Coordinate annotation entries
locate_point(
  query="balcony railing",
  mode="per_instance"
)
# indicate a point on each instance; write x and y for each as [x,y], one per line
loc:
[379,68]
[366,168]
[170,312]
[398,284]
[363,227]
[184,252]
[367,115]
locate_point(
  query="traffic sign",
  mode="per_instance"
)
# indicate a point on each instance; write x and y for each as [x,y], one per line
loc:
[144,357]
...
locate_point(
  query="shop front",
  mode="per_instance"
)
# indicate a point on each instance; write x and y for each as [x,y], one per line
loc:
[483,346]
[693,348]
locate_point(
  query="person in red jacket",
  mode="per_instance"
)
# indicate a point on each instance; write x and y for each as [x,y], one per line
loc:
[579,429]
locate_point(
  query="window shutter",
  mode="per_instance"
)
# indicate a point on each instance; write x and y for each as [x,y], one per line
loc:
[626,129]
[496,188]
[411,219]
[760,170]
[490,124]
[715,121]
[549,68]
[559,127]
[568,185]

# TO BE DONE:
Count the lines of the data above that contain the string "query", and give only that number.

# EXERCISE RESULT:
5